(WORK REQUIRED): Update the rows from the line holding "Task: indicate the bare deciduous tree" through the end of the rows, inclusive, by replacing "Sample point" with "Reference point" and leaving everything else unchanged.

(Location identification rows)

* BEGIN *

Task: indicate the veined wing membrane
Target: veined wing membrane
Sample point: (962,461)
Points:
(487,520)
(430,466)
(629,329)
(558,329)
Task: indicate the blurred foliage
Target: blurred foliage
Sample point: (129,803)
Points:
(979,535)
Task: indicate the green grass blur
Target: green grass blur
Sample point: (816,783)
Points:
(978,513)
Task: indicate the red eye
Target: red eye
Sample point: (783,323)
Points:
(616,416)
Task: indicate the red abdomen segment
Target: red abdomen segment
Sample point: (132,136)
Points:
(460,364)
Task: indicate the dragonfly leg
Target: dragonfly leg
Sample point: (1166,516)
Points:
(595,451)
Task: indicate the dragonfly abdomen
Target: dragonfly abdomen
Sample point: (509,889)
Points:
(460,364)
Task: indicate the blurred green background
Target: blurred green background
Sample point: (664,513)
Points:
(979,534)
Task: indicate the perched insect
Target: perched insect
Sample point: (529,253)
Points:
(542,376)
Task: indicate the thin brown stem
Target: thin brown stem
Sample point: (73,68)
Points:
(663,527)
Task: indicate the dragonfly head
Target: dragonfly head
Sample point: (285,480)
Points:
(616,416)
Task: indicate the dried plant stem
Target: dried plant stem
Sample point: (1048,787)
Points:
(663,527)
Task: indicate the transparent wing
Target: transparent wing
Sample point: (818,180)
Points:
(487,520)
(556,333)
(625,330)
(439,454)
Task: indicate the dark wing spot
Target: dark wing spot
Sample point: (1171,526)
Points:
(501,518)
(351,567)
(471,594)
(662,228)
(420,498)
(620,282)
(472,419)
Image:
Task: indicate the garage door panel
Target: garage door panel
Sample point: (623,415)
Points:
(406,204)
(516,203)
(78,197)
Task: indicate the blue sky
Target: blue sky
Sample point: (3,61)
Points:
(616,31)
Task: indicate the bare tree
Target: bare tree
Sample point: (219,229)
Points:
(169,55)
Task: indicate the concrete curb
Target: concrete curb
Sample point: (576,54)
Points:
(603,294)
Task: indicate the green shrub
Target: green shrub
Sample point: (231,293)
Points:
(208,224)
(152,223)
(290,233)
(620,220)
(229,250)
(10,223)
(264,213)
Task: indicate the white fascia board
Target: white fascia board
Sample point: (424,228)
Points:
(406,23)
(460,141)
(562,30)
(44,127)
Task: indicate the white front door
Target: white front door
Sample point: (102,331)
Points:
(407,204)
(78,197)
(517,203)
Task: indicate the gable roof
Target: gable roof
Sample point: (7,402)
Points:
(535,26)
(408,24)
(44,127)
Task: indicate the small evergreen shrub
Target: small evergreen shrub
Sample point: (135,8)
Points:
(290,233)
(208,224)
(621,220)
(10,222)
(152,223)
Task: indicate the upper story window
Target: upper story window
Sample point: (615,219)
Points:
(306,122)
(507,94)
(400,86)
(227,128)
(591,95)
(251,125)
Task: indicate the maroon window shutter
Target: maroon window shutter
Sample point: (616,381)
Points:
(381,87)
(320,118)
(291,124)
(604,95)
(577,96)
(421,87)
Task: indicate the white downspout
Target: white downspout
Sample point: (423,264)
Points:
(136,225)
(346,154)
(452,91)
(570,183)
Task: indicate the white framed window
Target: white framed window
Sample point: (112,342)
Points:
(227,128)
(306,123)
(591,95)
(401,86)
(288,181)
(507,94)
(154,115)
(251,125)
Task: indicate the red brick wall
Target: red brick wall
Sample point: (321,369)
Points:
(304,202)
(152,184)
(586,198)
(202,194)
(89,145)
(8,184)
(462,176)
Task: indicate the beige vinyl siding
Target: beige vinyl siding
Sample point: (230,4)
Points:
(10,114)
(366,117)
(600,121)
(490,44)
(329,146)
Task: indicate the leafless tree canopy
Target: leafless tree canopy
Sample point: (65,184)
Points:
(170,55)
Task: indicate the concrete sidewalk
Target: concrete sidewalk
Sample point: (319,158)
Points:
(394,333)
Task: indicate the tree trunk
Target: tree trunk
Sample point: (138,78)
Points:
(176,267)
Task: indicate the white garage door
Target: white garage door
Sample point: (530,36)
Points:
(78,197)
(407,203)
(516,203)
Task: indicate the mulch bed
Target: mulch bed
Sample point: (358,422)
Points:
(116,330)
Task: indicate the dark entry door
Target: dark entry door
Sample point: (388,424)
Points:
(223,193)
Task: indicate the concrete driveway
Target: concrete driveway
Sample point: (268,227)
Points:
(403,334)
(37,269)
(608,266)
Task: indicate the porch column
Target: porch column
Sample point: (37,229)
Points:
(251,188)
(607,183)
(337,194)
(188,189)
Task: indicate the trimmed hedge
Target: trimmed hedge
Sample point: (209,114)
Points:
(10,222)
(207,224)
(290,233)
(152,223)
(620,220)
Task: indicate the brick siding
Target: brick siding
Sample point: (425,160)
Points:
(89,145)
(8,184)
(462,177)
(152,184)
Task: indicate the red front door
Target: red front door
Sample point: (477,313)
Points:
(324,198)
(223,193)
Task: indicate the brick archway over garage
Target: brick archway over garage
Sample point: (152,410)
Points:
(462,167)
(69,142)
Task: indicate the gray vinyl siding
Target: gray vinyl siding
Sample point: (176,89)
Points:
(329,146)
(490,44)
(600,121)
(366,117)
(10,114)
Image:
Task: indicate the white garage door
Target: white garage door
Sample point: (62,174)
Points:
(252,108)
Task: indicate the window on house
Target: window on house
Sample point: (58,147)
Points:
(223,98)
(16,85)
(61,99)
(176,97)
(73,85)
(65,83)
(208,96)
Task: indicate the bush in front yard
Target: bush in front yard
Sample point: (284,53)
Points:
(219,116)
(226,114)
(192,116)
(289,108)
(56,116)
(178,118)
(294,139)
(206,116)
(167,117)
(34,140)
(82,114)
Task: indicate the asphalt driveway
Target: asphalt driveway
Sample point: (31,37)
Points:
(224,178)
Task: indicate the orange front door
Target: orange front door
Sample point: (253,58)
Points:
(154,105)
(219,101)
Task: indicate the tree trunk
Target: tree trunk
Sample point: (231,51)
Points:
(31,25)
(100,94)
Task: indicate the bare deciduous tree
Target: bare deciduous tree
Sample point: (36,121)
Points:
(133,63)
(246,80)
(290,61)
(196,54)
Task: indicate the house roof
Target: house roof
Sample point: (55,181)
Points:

* END *

(WRITTEN REPLY):
Task: indicate the bare deciduous tree
Target: bare deciduous tree
Reference point: (36,121)
Points:
(133,63)
(246,80)
(290,61)
(196,54)
Task: indicate the house roof
Target: house roof
Reference point: (55,181)
Points:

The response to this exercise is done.